* What is being asked: Every record needs to be set down again without a single difference.

Excerpts from a dataset:
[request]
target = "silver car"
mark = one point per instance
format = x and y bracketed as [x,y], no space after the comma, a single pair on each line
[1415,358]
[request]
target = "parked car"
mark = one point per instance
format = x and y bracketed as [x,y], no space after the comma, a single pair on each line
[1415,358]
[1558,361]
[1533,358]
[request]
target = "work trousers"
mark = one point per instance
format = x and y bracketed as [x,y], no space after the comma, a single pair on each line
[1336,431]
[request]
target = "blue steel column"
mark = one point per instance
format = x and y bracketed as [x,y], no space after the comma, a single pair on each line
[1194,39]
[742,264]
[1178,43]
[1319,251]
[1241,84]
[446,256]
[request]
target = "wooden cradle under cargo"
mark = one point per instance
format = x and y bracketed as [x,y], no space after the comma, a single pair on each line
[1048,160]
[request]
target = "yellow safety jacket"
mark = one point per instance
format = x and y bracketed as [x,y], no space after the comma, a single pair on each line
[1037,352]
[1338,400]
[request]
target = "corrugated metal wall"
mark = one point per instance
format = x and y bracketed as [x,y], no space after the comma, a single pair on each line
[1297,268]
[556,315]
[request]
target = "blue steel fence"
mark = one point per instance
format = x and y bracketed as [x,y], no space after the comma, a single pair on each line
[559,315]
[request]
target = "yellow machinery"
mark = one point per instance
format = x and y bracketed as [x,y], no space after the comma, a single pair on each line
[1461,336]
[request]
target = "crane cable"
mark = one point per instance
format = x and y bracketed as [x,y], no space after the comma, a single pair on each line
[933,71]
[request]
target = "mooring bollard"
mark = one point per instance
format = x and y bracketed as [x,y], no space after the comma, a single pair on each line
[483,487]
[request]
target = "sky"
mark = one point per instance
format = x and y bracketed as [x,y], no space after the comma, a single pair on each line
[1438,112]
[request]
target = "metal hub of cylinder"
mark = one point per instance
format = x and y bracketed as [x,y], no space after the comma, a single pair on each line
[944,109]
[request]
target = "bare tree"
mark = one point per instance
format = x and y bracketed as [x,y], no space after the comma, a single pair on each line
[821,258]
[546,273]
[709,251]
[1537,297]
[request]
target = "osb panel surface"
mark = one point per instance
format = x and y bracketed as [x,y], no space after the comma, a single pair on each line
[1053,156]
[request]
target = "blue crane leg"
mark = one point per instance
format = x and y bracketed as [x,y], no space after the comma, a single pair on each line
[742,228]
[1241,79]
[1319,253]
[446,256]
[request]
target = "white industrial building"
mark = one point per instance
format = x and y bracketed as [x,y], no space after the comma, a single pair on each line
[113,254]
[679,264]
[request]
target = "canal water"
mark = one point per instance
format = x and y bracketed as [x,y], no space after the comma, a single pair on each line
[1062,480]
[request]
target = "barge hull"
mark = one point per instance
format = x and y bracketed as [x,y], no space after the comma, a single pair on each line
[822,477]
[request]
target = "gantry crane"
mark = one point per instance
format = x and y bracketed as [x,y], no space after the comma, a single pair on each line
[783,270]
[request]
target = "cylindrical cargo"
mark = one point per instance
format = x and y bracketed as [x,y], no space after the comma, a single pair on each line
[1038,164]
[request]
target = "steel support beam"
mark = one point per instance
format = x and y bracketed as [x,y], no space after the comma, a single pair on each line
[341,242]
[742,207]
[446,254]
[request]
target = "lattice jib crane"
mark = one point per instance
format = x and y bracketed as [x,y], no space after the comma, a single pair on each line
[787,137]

* Completed task:
[request]
target = "silver car"
mark = one point per instance
format = x and y bracketed as [x,y], no space after the comma, a single pair on each line
[1415,358]
[request]
target = "parked car"
mark = one point per instance
format = x and y bracketed as [x,y], no space after the comma, a single pair on each line
[1415,358]
[1558,361]
[1533,358]
[request]
target = "work trousers"
mark = one point per instance
format = x and y bracketed as [x,y], no space after the comma, a single pair on each line
[1336,431]
[request]
target = "blue steel column"
mark = one point per instance
format = x and y bracketed as [x,y], no space after the comma, a single pair on each line
[1194,39]
[742,264]
[1178,43]
[1319,251]
[1241,84]
[446,256]
[request]
target = "wooden cradle under cargo"
mark = one point per instance
format = x and y bracketed as [x,y], no space after the comma, a single pair on each line
[1048,160]
[request]
target = "yellow safety jacket"
mark = one point per instance
format = x and y bracketed as [x,y], no space after the comma, a single pair on each line
[1037,352]
[1338,400]
[request]
target = "corrugated metal wall"
mark = one point per instance
format = x and y bracketed as [x,y], no space after the comma, a single pair on each line
[1297,268]
[556,315]
[request]
target = "blue steel fence"
mark = one point per instance
format = x and y bracketed as [x,y], no space after the comma, a single pair on each line
[559,315]
[request]
target = "yellow machinery"
mark = one point per instance
format = x and y bracketed as [x,y], no space after the comma, a single pair on each line
[1461,336]
[request]
target = "crane cable"
mark = one point per instance
format = x and y bracketed as [x,y], no space after the comma, a single pair on each line
[933,71]
[request]
target = "mooring bollard"
mark = one point per instance
format = x and y bracketed as [x,y], no space after the comma, a single pair on each line
[483,487]
[request]
target = "sky"
mark = one point per instance
format = x and y bracketed as [x,y], no space after the comma, a single pair on each line
[1438,112]
[request]
target = "metal hub of cylinder"
mark = one point per instance
format = x and y bracketed as [x,y], no space after the comma, a single pair on each line
[944,109]
[request]
target = "bare tree"
mark = one point per instance
format = x and y bracketed as [x,y], no space after the comma, a single pair on each line
[821,258]
[546,273]
[709,251]
[1537,297]
[request]
target = "osb panel surface"
mark = one point per instance
format = x and y bracketed as [x,y], no space after the comma, a single pair on each line
[1053,156]
[request]
target = "blue crane leg"
mark = one point per instance
format = x and y bracketed as [x,y], no space after the comma, a single pair on each line
[742,228]
[1241,79]
[1319,253]
[446,256]
[request]
target = "white industrial building"
mark = one point per instance
format = x and y bracketed as [x,y], no space after the comma, a single pair on each line
[113,254]
[679,264]
[request]
target = "canal water"
mark = one point per instance
format = x and y bracketed as [x,y], no space after the comma, a single pair on each line
[1062,480]
[request]
target = "barge hull"
mark = one point per instance
format = x and y bracketed as [x,y], no space after the comma, a single pair on each line
[822,477]
[request]
target = "gantry crane"
mark = one point per instance
format = x and y bracketed as [x,y], no space after the comma, a single pair on each line
[783,270]
[request]
target = "cylindrical cargo"
mark = one point per instance
format = x and y bracketed as [x,y], no space after the comma, a single pair on each line
[1038,164]
[request]
target = "steel support beam"
mark = one point per instance
format = x and y bracketed as [x,y], no space after the comma, a single pair on each line
[341,242]
[742,207]
[446,254]
[request]
target = "lattice jib crane"
mark = one point per instance
format = x and y bracketed as [x,y], no space after the comma, a single pair on each line
[787,137]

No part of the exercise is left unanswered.